**Task goal:**
Change every "white" in the data below to "blue", and leave all other wording untouched.

**Dataset content:**
_____

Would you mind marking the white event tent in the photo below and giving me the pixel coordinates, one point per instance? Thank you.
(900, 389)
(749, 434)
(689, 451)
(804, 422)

_____

**Written answer:**
Would you mind marking the blue event tent in the photo below and giving me the pixel coordinates, one point per instance? Thank you.
(900, 389)
(749, 434)
(689, 451)
(804, 422)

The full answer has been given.